**Werkopdracht 1:**
Stemmen de beweringen hieronder overeen met de tekst over het bestemmingsplan Utrechtseweg? Antwoord alstublieft per bewering met ja of nee en citeer letterlijk de woorden uit die tekst die de doorslag geven.
(a) De bodem van het plangebied bestaat voornamelijk uit klei.
(b) De archeologische beleidskaart is op 28 september 2010 door de gemeenteraad vastgesteld.
(c) Van de grafheuvels in de directe omgeving zijn de bijbehorende nederzettingen bekend.
**Werkopdracht 2:**
Pak de tekst over het bestemmingsplan Utrechtseweg op na de laatste zin en schrijf een vervolg van een paar zinnen.

**Weergegeven tekst:**

Plan: | Utrechtseweg 371 375 en Utrechtseweg 302 |
---|---|
Status: | vastgesteld |
Plantype: | bestemmingsplan |
IMRO-idn: | NL.IMRO.0307.BP00052-0301 |
Het plangebied behoort tot de Utrechtse Heuvelrug. Het is gelegen op de flanken van de stuwwal van de Utrechtse Heuvelrug, waar het reliƫf bestaat uit flauwe en steile hellingen. De bodem bestaat voornamelijk uit grof zand en grind, afgezet in de laatste ijstijden. De archeologische verwachtingen voor deze gronden zijn middelhoog voor vondsten met betrekking tot jagers-verzamelaars en voor prehistorische landbouwers. In de directe omgeving bevinden zich enkele grafheuvels, waarvan de bijbehorende nederzettingen niet bekend zijn.
Op grond van de Monumentenwet 1988 (artikel 38a) is de gemeente verplicht om bij de vaststelling van bestemmingsplannen rekening te houden met de in de grond aanwezige of te verwachten monumenten. De wet zegt, dat in het bestemmingsplan regels kunnen worden gesteld voor het overleggen van archeologische onderzoeksrapporten door de aanvragers van een omgevingsvergunning voor het bouwen en/of het aanleggen werken en werkzaamheden. In lijn met de nieuwe archeologiewetgeving is de Amersfoortse ABP-kaart omgezet in een archeologische beleidskaart waar per gebied wordt aangegeven hoe moet worden omgegaan met de archeologie bij het ontwikkelen en uitvoeren van plannen / bodemverstorende projecten. De kaart is vastgesteld door de gemeenteraad op 28 september 2010.

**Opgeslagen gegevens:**
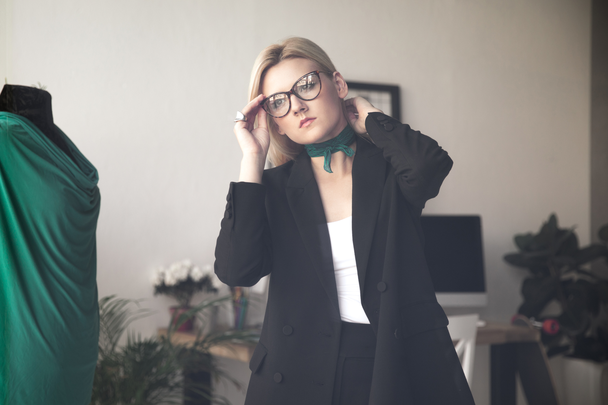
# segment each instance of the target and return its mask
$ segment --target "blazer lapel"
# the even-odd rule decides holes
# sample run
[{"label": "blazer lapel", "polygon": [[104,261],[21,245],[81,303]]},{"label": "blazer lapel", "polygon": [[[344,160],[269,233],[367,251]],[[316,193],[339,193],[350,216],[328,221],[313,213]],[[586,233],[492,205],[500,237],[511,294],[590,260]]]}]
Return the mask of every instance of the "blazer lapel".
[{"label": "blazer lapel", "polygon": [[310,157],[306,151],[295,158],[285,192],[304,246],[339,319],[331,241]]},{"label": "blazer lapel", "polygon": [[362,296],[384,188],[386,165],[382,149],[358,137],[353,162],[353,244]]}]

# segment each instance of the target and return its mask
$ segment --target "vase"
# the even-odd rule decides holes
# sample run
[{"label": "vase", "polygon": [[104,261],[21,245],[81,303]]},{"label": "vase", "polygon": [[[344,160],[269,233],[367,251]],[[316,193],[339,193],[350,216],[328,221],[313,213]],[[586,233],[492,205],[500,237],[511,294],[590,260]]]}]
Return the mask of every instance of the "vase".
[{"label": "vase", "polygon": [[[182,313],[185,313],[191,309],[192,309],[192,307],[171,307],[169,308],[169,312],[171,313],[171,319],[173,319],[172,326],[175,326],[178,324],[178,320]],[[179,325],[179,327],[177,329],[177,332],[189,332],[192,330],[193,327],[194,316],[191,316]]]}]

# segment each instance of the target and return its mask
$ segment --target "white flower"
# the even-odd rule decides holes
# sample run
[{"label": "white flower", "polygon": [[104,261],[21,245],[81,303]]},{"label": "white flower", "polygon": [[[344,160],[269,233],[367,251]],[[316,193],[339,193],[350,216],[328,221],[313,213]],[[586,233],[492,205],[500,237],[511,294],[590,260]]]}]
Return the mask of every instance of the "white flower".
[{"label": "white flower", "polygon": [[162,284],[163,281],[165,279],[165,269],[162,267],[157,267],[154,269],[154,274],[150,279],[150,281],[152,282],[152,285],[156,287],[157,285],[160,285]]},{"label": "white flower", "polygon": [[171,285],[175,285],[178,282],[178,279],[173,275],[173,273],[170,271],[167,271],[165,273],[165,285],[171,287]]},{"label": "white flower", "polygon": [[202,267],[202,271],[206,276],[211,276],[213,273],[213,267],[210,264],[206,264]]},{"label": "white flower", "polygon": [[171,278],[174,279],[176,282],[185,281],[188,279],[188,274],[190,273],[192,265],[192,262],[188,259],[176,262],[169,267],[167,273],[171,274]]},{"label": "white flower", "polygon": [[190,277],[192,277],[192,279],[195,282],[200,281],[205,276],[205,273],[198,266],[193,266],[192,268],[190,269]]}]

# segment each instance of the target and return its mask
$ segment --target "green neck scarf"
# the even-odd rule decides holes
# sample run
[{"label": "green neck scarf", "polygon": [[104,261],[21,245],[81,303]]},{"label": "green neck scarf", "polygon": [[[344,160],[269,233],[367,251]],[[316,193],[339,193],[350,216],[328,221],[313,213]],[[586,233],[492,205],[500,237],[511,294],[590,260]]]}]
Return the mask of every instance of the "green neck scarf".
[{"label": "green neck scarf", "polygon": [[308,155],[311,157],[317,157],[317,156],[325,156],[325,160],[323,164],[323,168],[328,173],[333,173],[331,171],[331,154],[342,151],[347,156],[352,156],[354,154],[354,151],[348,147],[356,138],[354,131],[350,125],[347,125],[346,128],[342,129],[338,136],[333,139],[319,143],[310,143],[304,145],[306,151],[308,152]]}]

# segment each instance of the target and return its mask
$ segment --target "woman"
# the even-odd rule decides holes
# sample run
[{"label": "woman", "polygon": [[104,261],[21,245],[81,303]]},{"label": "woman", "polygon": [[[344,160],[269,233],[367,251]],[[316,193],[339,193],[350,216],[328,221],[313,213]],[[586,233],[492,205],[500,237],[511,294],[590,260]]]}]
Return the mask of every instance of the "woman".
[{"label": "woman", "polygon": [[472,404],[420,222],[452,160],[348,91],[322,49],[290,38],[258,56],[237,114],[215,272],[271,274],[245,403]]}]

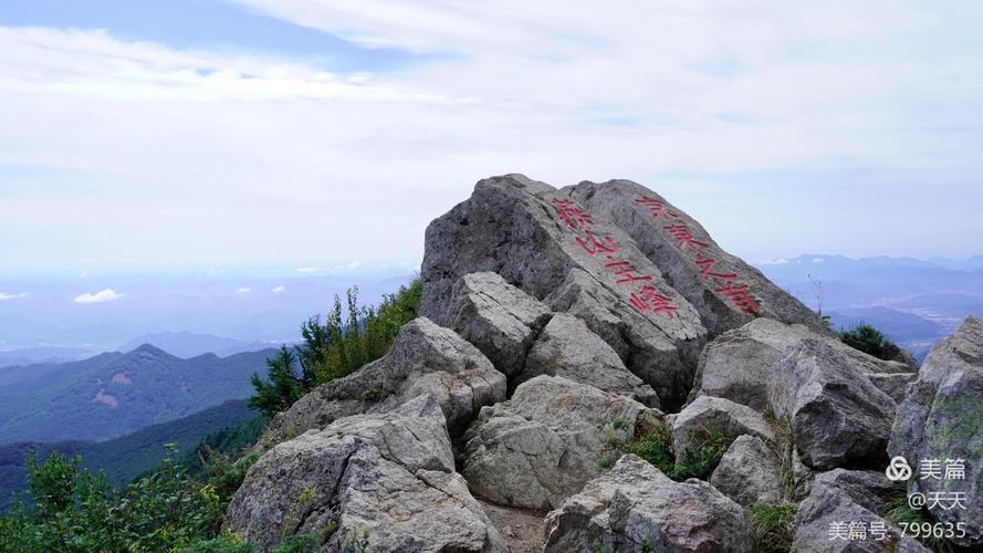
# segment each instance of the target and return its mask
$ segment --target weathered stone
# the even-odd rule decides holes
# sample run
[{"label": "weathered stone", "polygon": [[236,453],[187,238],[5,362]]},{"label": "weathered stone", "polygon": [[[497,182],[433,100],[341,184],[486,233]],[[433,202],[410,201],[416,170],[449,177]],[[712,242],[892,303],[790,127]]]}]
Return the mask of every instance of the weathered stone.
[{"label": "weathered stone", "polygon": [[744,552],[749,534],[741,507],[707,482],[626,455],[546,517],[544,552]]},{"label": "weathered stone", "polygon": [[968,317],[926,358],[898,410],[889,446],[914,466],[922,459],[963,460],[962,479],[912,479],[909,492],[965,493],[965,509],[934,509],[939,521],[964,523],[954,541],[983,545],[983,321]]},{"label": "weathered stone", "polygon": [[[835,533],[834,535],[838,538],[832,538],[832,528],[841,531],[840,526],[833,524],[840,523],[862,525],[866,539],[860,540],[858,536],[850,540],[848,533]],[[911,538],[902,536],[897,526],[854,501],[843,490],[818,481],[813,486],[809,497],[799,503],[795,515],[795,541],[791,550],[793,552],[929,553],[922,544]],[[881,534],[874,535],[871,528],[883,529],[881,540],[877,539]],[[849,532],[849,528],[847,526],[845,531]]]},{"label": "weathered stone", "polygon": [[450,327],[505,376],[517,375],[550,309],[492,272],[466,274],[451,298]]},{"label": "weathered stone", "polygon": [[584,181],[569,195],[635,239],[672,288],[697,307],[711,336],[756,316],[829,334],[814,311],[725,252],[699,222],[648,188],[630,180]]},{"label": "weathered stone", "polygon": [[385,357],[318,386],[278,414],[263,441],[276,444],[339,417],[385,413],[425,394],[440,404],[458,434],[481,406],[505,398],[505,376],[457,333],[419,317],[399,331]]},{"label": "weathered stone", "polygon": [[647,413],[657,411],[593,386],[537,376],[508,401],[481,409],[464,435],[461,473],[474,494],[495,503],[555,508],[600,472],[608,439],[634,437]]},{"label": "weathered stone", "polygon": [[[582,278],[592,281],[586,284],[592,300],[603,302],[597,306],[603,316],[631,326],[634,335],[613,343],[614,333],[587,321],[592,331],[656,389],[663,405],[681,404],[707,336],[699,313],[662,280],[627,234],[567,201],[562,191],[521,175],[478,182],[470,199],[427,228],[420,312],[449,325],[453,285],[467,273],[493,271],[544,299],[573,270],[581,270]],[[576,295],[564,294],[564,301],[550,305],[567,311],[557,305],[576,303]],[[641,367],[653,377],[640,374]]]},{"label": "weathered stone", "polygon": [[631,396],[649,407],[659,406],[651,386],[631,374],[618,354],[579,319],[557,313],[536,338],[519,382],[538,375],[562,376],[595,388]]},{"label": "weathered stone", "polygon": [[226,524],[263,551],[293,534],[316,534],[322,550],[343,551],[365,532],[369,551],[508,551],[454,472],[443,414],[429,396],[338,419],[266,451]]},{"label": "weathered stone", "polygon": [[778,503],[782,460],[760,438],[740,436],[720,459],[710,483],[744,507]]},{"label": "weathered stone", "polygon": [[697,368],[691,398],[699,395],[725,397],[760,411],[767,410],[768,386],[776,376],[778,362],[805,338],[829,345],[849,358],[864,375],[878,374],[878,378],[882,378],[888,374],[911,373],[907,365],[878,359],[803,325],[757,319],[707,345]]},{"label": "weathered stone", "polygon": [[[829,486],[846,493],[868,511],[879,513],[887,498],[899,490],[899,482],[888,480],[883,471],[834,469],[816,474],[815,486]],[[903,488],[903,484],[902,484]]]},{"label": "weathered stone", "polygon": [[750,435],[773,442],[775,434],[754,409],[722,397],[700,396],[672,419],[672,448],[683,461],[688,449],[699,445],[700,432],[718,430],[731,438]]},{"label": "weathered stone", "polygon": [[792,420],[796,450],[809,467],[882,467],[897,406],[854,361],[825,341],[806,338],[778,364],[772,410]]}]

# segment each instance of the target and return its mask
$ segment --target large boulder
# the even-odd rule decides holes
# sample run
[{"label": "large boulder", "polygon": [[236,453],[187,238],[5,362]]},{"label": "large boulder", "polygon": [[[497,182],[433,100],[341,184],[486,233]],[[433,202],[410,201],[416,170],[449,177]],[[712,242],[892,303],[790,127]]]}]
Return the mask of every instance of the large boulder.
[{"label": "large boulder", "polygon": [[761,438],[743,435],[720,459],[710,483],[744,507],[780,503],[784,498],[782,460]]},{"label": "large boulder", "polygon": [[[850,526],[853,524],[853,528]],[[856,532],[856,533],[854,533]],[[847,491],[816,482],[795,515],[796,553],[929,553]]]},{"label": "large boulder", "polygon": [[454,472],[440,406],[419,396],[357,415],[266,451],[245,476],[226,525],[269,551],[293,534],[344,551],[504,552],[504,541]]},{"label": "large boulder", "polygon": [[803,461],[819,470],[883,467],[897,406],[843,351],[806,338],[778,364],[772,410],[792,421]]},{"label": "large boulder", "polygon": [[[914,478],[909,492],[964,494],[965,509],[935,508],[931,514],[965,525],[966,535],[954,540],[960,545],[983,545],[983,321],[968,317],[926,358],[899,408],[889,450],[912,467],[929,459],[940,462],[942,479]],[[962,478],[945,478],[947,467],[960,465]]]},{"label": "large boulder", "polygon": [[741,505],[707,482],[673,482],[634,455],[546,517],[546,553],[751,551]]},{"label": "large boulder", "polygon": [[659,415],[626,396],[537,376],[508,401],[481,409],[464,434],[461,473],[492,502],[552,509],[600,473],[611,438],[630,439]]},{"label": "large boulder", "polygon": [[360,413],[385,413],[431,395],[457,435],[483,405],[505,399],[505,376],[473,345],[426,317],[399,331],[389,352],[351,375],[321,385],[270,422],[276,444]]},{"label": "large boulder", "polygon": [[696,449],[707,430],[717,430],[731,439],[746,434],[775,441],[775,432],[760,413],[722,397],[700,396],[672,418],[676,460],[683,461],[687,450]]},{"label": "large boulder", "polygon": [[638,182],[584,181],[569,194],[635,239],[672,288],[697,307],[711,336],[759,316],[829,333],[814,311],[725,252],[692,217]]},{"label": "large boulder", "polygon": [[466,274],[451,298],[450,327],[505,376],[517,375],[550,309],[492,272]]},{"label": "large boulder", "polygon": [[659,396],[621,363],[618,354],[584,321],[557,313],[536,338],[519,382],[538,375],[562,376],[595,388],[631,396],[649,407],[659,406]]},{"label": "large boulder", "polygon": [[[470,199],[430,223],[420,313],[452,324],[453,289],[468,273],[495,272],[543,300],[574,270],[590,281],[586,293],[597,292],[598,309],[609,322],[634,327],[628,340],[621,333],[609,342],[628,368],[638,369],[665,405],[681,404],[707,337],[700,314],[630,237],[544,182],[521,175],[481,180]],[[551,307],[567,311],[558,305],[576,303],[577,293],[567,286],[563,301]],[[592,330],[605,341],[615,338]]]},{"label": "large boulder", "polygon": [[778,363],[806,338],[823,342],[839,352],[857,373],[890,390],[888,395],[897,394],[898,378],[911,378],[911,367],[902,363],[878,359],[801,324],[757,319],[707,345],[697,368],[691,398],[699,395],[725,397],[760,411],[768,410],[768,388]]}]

**Verwacht antwoord 1:**
(a) Nee: "De bodem bestaat voornamelijk uit grof zand en grind, afgezet in de laatste ijstijden."
(b) Ja: "De kaart is vastgesteld door de gemeenteraad op 28 september 2010."
(c) Nee: "waarvan de bijbehorende nederzettingen niet bekend zijn."

**Verwacht antwoord 2:**
figuur: Archeologische beleidskaart
De nieuwe beleidskaart kent een onderverdeling in vijf gebieden met verschillende kleuren. Per gebied is een beleidsadvies geformuleerd. Het voorliggende plangebied is aangeduid als AWV-4 gebied. Dat is een gebied met een middelhoge archeologische verwachting buiten de bebouwde kom. Ter voldoening aan artikel 38a van de Monumentenwet is in dit bestemmingsplan een regeling ten aanzien van de archeologische monumenten opgenomen. Bij verstoringen van de bodem die een terreinoppervlak van meer dan 500 m2 beslaan en dieper zijn dan 30 cm, dient een archeologisch rapport te worden opgesteld alvorens er met de verstorende activiteit kan worden begonnen.